>> begin TEXT TO READ

You are viewing a plain text version of this content. The canonical link for it is here.
Posted to user@avro.apache.org by Miki Tebeka <mi...@gmail.com> on 2011/10/04 01:21:10 UTC

Re: Avro and Hadoop streaming

I *think* streaming support was added only in 1.6

On Mon, Jul 11, 2011 at 5:36 PM, Mona Gandhi <mo...@apture.com> wrote:
> I tried using the command that Miki posted, with the difference being the version of Avro (1.5.1 instead of 1.6.0). I cant seem to get it to work.
>
> /home/hadoop/hadoop/bin/hadoop jar /home/hadoop/hadoop/contrib/streaming/hadoop-0.20.2-streaming.jar -files avro-1.5.1.jar,avro-mapred-1.5.1.jar -libjars avro-1.5.1.jar,avro-mapred-1.5.1.jar -mapper test-mapper.py -reducer test-reducer.py -jobconf mapred.job.name=AvroTestJob --numReduceTasks 3 -file test-mapper.py -file test-reducer.py  -inputformat org.apache.avro.mapred.AvroAsTextInputFormat -input avroevents -output AvroOutput
>
>
> Error: -inputformat : class not found : org.apache.avro.mapred.AvroAsTextInputFormat
> Streaming Job Failed!
>
>
> Thanks for all the help!
>
> On Jun 15, 2011, at 10:36 AM, Miki Tebeka wrote:
>
>> Found the magic (-files and -libs):
>>
>> jars=avro-1.6.0-SNAPSHOT.jar,avro-mapred-1.6.0-SNAPSHOT.jar
>>
>> hadoop jar hadoop-streaming-0.20.2-cdh3u0.jar \
>>    -files $jars \
>>    -libjars $jars \
>>    -input /in/avro \
>>    -output /out/avro \
>>    -mapper avro-mapper.py \
>>    -reducer avro-reducer.py \
>>    -file avro-mapper.py \
>>    -file avro-reducer.py \
>>    -inputformat org.apache.avro.mapred.AvroAsTextInputFormat
>>
>> Thanks for all the help!

>> end TEXT TO READ
>> begin ENTRIES PROVIDED

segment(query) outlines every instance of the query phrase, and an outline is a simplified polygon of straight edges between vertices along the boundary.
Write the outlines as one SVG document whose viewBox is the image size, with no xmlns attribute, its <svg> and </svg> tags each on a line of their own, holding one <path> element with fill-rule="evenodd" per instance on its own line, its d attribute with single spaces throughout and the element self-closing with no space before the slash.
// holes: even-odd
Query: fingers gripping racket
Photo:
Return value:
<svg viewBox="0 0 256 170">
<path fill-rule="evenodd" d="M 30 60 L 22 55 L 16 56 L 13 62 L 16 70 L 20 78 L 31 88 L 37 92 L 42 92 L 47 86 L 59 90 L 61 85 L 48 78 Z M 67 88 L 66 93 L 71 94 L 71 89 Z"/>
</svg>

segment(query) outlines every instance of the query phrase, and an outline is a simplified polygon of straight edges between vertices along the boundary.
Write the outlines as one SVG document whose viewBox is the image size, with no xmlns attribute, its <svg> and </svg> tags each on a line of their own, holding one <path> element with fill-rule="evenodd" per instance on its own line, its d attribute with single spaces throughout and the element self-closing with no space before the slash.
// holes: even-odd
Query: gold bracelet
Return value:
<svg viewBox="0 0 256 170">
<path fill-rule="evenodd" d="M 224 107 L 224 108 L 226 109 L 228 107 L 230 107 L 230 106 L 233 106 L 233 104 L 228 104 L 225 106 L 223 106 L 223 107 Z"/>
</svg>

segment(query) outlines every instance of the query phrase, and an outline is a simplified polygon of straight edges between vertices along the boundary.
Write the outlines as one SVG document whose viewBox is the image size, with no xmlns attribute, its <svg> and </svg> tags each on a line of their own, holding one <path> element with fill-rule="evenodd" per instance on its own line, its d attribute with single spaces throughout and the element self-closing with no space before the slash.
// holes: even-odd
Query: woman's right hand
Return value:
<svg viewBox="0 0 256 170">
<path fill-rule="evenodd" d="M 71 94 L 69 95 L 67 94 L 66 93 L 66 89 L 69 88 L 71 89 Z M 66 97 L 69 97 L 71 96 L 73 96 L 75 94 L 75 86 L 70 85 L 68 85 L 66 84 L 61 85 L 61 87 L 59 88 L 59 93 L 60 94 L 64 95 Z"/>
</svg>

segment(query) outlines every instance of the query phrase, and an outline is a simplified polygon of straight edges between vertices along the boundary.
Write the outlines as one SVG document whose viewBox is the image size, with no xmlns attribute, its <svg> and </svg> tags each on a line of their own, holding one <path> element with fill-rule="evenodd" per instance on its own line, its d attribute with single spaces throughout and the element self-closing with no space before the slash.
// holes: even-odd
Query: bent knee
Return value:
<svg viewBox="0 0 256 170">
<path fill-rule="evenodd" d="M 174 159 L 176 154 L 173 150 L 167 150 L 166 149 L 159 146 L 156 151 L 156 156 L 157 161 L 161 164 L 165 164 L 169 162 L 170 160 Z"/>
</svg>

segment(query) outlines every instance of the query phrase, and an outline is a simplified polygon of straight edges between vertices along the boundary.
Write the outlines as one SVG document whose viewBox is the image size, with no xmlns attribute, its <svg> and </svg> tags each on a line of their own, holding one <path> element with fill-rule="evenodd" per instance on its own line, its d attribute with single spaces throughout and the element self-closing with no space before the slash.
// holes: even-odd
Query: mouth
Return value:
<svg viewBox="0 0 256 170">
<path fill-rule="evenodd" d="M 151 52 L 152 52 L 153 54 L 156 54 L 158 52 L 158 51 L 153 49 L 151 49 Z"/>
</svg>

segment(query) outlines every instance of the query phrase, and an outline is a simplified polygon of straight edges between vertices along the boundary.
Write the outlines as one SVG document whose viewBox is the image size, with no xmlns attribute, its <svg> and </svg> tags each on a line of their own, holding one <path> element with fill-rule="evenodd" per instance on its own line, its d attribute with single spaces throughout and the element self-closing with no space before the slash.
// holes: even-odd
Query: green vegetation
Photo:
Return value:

>> end ENTRIES PROVIDED

▶ **COMPLETE THE FOLLOWING**
a: Answer these from the Avro and Hadoop streaming thread:
(i) Which Avro version did Mona Gandhi use instead of 1.6.0?
(ii) In which Avro version does Miki Tebeka think streaming support was added?
(iii) Which Hadoop streaming jar does Miki Tebeka's June 15 command run?
b: Reproduce everything in the Avro and Hadoop streaming thread from "On Mon, Jul" down to "Streaming Job Failed!", character for character.

▶ **ANSWERS**
a:
(i) 1.5.1
(ii) 1.6
(iii) hadoop-streaming-0.20.2-cdh3u0.jar

b:
On Mon, Jul 11, 2011 at 5:36 PM, Mona Gandhi <mo...@apture.com> wrote:
> I tried using the command that Miki posted, with the difference being the version of Avro (1.5.1 instead of 1.6.0). I cant seem to get it to work.
>
> /home/hadoop/hadoop/bin/hadoop jar /home/hadoop/hadoop/contrib/streaming/hadoop-0.20.2-streaming.jar -files avro-1.5.1.jar,avro-mapred-1.5.1.jar -libjars avro-1.5.1.jar,avro-mapred-1.5.1.jar -mapper test-mapper.py -reducer test-reducer.py -jobconf mapred.job.name=AvroTestJob --numReduceTasks 3 -file test-mapper.py -file test-reducer.py  -inputformat org.apache.avro.mapred.AvroAsTextInputFormat -input avroevents -output AvroOutput
>
>
> Error: -inputformat : class not found : org.apache.avro.mapred.AvroAsTextInputFormat
> Streaming Job Failed!